Written problem 1
Please copy the records below word for word, from the line containing "If you could point to the thin" through the end of the records.

Source
************

Moving this over to a new thread...

Thanks, sitz!  I am open to any and all advice, and will start with the site you linked below.  The bike I rented in Florida was a Giant (don't remember the model, but was told it retails for about $700)...size was "medium" which the shop owner said is 54/55.  Road great from a tech standpoint, but from a fit standpoint it did feel "short" on the top tube length (like I wanted my hands father out in front of me) and maybe just a tad small on the height (handlebars felt "narrow" as well, see below). 

"Light, durable, inexpensive - pick 2"

Charity rides aside, I ride alone most of the time and don't have plans to start racing any time soon, so my (rather sizable) gut tells me that durable and inexpensive is what I am looking for.  Definition of "inexpensive" is probably subjective, but should I assume under $1500 falls into the inexpensive bucket for sake of discussion?

Question - do drop bars come in varying widths?  As a mountain biker at heart who has been riding a "fitness bike" (essentially a road bike frame with mtn bike handlebars) for the last 2 years, the drop bars on the bike I rented felt narrow to me, as in hands too close together.  Could just be something that I just need to adjust to, but wasn't sure if I should be looking at handlebar width as something that changes depending on make/model/preference?

************

Supplied entries
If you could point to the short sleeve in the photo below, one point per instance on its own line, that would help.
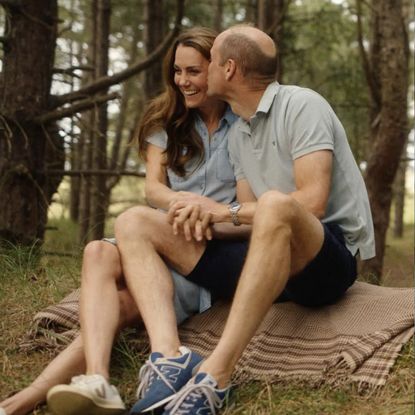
(234, 158)
(309, 123)
(158, 139)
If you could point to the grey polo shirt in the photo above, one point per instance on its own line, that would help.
(214, 177)
(291, 122)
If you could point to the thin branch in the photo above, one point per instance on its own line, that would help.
(70, 70)
(365, 60)
(13, 4)
(82, 173)
(107, 81)
(83, 105)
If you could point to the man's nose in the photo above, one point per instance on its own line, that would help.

************

Written problem 2
Answer these from the post:
(a) What size did the shop owner say the rented Giant's "medium" was?
(b) What price does the writer propose treating as "inexpensive"?
(c) What kind of bike has the writer ridden for the last 2 years?

Exercise answer 1
If you could point to the thin branch in the photo above, one point per instance on its own line, that would help.
(70, 70)
(365, 60)
(13, 4)
(82, 173)
(107, 81)
(83, 105)
If you could point to the man's nose in the photo above, one point per instance on its own line, that would help.

Exercise answer 2
(a) 54/55
(b) Under $1500
(c) A "fitness bike," essentially a road bike frame with mountain bike handlebars